• [Document segment]:
News that individual health plan rates are rising more than 10% for Americans buying subsidized policies on public exchanges is bad news for patients seeking coverage under the Affordable Care Act.

But the higher premiums and related fallout from growing pains in the program's second year are also beginning to raise some troubling signs for health plans and hospital operators for 2016.

And that could be a problem for investors in stocks of health insurance companies like Aetna, Anthem, Humana (HUM -1.94%), and UnitedHealth Group (UNH 1.56%), as well as hospital operators like Tenet Healthcare and HCA Holdings (HCA -1.45%). Even a brief interruption to revenue from the health law or dampened profits would be a sharp contrast to the bull run investors have seen since broader coverage for the uninsured began in January of 2014.

Already, UnitedHealth Group has lowered its profits expectations for the rest of this year and 2016 and won't commit to staying in the business of providing coverage to individuals on public exchanges beyond next year. 

Here are the top three concerns to monitor:

1. Are patients paying their premiums?

• [Records supplied]:
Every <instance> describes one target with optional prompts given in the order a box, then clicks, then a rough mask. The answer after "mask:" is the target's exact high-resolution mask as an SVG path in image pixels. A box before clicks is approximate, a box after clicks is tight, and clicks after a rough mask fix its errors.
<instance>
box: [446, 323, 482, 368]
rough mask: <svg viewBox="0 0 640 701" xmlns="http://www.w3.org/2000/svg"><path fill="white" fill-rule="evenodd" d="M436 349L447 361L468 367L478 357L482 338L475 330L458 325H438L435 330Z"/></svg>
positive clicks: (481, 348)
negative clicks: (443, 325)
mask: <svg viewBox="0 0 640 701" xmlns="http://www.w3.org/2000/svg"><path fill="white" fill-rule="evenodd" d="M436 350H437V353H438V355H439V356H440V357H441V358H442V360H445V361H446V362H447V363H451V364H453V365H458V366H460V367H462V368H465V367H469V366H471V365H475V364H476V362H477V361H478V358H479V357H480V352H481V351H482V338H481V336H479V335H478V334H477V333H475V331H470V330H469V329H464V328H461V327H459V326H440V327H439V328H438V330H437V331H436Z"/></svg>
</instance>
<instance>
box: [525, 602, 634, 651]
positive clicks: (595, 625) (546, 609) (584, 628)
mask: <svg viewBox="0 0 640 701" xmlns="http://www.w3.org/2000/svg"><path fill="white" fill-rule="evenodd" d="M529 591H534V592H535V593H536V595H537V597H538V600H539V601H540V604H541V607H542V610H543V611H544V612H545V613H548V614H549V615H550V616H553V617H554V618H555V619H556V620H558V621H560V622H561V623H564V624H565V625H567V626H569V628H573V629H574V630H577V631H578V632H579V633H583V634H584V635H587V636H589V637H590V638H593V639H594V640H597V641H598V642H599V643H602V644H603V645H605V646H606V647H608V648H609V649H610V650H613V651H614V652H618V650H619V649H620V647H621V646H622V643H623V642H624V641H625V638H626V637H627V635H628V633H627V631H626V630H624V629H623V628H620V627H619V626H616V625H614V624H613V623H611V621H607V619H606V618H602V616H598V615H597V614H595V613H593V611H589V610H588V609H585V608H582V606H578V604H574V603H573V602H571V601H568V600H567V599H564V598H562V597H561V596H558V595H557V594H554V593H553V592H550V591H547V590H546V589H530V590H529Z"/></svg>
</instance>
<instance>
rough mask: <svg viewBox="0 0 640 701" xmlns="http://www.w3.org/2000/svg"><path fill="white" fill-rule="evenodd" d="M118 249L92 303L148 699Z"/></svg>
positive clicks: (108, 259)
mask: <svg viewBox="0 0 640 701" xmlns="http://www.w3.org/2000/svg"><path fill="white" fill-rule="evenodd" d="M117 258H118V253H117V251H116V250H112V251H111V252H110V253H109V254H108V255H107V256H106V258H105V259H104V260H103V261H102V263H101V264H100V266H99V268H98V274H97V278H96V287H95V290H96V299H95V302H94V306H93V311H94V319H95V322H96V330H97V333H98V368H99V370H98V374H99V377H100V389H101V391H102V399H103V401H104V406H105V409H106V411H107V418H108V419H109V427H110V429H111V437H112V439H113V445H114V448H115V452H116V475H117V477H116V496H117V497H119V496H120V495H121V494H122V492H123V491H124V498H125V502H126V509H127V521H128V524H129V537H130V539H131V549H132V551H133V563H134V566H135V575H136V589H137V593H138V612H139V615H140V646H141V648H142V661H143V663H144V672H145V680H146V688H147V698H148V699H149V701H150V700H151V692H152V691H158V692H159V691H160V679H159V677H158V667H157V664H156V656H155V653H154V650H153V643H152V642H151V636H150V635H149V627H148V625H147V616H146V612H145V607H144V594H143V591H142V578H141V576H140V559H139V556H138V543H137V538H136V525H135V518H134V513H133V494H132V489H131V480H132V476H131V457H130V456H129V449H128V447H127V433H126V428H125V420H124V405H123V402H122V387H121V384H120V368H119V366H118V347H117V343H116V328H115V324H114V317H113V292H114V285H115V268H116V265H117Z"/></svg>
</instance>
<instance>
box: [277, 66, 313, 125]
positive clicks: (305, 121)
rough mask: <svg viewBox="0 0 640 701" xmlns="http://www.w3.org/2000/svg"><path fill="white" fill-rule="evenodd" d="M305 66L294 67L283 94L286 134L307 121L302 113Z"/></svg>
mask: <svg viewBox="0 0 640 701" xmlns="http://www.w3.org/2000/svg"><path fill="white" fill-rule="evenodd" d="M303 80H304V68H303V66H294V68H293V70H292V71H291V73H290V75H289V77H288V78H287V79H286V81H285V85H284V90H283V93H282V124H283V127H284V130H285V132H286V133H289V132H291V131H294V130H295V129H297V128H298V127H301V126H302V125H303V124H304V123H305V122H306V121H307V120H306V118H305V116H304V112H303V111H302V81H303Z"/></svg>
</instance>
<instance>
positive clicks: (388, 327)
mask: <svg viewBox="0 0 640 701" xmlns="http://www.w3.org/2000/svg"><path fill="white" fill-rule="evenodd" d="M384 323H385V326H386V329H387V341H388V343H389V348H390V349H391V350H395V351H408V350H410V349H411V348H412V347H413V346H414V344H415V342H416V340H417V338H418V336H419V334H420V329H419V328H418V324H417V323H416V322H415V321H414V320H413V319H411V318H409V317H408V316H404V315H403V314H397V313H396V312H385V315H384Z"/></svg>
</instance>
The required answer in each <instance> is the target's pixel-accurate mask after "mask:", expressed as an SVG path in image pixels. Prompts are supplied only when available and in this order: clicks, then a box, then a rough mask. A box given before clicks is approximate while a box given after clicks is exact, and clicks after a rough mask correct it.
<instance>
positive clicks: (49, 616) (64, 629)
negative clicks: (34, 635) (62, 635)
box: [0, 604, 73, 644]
---
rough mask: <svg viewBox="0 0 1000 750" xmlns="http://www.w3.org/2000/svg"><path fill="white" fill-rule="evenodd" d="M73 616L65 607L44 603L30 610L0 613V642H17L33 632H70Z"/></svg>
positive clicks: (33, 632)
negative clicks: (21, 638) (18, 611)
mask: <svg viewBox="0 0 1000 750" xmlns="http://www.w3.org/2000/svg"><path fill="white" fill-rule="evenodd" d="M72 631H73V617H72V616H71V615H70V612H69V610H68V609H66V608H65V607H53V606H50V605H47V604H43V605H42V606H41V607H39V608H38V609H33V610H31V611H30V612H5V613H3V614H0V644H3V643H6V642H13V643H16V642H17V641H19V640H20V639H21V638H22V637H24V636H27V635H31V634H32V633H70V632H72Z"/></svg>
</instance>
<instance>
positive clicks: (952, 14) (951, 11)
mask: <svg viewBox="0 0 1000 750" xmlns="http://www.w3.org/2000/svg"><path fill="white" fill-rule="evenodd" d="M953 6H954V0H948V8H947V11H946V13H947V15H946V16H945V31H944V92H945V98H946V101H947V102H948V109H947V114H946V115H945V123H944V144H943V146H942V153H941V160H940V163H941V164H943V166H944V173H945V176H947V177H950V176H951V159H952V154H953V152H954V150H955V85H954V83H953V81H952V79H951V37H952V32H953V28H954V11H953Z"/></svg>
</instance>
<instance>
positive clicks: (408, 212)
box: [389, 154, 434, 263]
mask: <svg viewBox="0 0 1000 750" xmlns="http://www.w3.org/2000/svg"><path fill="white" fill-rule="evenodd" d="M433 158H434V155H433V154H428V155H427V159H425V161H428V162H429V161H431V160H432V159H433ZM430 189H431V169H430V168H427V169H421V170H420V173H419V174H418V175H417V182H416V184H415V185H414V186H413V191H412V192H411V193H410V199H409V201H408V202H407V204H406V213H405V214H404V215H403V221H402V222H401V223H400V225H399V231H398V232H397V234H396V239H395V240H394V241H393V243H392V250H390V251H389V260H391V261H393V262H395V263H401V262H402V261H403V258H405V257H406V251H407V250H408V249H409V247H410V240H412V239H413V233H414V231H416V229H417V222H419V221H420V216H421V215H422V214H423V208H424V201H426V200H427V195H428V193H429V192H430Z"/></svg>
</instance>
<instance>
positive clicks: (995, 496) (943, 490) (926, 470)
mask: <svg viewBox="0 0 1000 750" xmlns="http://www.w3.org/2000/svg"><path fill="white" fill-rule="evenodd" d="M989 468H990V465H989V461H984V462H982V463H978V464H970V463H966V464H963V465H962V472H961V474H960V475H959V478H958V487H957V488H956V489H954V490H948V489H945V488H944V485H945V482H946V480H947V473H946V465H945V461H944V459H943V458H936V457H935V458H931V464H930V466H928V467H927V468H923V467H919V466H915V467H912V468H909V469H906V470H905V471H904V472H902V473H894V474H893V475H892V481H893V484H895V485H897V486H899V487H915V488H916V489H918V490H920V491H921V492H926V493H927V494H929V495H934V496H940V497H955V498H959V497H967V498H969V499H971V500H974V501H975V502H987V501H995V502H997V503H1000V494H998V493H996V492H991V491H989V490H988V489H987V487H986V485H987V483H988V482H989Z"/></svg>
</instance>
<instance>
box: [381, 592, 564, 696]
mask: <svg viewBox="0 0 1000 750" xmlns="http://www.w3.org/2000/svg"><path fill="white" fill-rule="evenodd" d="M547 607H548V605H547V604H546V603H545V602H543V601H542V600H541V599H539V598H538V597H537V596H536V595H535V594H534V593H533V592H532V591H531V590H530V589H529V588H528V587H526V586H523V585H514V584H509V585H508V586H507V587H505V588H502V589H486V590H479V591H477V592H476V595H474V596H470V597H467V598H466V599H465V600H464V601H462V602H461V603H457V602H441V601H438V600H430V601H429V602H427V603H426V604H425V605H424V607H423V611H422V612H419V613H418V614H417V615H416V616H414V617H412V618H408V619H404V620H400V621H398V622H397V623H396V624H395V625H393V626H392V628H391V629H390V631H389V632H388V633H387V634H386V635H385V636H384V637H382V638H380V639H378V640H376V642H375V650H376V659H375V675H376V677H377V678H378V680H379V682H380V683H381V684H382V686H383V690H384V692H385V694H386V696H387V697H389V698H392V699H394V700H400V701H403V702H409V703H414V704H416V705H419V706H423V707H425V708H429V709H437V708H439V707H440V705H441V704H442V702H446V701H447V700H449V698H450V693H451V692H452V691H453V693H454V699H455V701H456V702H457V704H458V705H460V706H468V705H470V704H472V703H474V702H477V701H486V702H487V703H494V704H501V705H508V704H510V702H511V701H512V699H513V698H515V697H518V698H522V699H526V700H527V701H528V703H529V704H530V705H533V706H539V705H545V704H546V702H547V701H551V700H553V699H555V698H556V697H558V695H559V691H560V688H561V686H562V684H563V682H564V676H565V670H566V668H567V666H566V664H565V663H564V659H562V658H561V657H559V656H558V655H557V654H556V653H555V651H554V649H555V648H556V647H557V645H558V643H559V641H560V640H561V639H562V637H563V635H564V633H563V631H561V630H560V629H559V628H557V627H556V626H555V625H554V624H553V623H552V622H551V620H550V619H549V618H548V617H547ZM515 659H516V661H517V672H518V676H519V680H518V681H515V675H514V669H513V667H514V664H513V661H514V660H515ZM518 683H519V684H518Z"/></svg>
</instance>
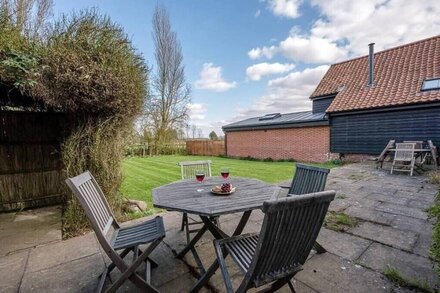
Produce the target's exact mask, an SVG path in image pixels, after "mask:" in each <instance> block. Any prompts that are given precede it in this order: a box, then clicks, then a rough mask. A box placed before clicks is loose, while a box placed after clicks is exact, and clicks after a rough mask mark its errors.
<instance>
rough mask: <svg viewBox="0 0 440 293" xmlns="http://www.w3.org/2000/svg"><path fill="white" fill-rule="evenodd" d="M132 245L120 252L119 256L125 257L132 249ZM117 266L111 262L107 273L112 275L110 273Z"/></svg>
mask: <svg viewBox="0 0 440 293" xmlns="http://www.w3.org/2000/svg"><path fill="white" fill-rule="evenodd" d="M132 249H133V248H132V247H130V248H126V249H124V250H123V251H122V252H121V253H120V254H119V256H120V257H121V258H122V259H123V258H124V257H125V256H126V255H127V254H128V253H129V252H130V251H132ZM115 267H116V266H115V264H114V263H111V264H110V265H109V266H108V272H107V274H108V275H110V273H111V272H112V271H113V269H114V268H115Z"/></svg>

• [Required action A]:
Revise the health plan article starting at "And that could" and ending at "paying their premiums?", putting "UnitedHealth" in place of "UnitedHealth Group".
• [Required action B]:
Please carry on the health plan article from the point where it stops.
The entries are drawn from a different source.

• [Response box A]:
And that could be a problem for investors in stocks of health insurance companies like Aetna, Anthem, Humana (HUM -1.94%), and UnitedHealth (UNH 1.56%), as well as hospital operators like Tenet Healthcare and HCA Holdings (HCA -1.45%). Even a brief interruption to revenue from the health law or dampened profits would be a sharp contrast to the bull run investors have seen since broader coverage for the uninsured began in January of 2014.

Already, UnitedHealth has lowered its profits expectations for the rest of this year and 2016 and won't commit to staying in the business of providing coverage to individuals on public exchanges beyond next year. 

Here are the top three concerns to monitor:

1. Are patients paying their premiums?

• [Response box B]:
HCA, the nation's largest hospital operator, said that in its third quarter it saw an uptick in patients who returned to the ranks of "self-pay," an industry term for the uninsured. These patients were what the company called "public exchange" patients who no longer have coverage and contributed to a 6.5% "growth in uninsured emergency room business." HCA chief financial officer William Rutherford said on the company's third-quarter earnings call that the company "saw 480 patients who were previously registered as health exchange convert over to self-pay in the quarter."

HCA management couldn't yet tell whether this was a trend, but it's something for investors to watch. "We believe this is likely due to non-payment of premiums," Rutherford said. For hospitals, it could mean a rise in care for which they aren't compensated, which has been an expense that has been falling since the beginning of 2014. Insurers, meanwhile, cannot count on a steady revenue stream of premiums nor can they be confident in figuring out risk pools used to pay claims. 

2. Insurers offering patients the wrong products.
Across the country, health plans including Aetna, Humana, and others say they are pulling certain products from public exchanges because they are losing money, forcing tens of thousands of customers to switch plans. A report from the Robert Wood Johnson Foundation said "two-thirds of insurance companies" that offered PPO plans on public exchanges either stopped offering these plans for 2016 or reduced the number of plans they offered last fall for this year.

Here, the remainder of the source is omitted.